- **AUFGABE**: Schreib alle Zeilen der Datensätze vollständig noch einmal ab, von der Zeile mit "Could you point out the penguin's" (diese eingeschlossen) bis zum Ende der Datensätze. Verschieb dabei die Koordinaten in den Antworten, indem du zu jeder Zahl 95 addierst.

- **EINGABEDATEN**:
━━━━━━━━━━

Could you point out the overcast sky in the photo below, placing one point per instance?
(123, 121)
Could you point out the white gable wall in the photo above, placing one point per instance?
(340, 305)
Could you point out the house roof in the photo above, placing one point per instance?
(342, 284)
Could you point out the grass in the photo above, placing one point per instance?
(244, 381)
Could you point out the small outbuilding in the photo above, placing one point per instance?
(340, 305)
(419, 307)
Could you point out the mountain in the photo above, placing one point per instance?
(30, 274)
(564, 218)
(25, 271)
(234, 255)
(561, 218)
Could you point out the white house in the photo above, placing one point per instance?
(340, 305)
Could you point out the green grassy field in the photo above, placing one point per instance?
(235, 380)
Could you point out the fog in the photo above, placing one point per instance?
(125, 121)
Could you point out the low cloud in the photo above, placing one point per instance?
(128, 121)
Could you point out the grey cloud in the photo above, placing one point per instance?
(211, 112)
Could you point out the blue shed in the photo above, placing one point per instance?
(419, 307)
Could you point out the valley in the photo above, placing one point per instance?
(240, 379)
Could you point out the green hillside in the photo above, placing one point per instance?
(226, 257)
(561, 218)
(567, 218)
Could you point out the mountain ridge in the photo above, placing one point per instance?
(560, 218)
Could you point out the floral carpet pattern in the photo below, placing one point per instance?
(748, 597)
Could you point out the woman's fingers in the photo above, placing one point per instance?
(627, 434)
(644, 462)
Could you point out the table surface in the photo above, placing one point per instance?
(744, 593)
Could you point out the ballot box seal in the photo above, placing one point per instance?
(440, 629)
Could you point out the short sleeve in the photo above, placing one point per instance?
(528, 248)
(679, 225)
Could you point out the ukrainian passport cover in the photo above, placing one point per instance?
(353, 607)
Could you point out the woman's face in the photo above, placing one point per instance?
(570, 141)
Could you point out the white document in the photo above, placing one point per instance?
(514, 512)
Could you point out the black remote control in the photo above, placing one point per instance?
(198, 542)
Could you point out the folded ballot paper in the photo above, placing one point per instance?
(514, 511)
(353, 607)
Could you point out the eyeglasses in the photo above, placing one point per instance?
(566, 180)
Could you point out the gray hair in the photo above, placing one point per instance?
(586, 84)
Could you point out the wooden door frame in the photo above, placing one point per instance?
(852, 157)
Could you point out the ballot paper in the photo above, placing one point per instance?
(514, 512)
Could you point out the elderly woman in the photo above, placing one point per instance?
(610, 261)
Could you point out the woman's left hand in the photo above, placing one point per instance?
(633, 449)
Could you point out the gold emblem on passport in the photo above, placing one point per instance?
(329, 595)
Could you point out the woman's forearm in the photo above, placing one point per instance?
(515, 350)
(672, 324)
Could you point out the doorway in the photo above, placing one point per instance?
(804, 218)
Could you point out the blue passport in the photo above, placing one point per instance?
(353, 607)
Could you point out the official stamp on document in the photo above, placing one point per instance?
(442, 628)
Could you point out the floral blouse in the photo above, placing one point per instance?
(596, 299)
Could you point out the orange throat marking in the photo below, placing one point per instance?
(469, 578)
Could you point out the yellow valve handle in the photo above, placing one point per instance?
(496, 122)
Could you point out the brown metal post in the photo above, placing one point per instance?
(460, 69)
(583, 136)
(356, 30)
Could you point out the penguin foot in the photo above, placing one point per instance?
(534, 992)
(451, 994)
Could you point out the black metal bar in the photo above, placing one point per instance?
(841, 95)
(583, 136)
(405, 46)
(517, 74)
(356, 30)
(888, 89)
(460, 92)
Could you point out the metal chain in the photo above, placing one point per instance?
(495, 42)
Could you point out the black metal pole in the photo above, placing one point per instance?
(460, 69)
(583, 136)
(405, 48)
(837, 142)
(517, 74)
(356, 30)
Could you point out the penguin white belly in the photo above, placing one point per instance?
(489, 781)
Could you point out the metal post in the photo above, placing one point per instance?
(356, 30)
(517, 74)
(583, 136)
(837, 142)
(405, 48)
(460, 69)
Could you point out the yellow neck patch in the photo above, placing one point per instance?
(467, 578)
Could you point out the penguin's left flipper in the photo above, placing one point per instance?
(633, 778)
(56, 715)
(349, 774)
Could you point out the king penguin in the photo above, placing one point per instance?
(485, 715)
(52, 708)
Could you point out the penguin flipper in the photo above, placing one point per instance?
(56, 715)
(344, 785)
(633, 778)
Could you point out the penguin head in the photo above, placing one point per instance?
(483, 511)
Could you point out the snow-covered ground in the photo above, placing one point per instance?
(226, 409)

━━━━━━━━━━

- **ERGEBNIS**:
Could you point out the penguin's left flipper in the photo above, placing one point per instance?
(728, 873)
(151, 810)
(444, 869)
Could you point out the king penguin in the photo above, placing one point per instance?
(580, 810)
(147, 803)
Could you point out the penguin flipper in the photo above, placing one point per instance?
(151, 810)
(439, 880)
(728, 873)
Could you point out the penguin head in the photo above, placing one point per instance?
(578, 606)
Could you point out the snow-covered ground in the photo above, placing one point per instance?
(321, 504)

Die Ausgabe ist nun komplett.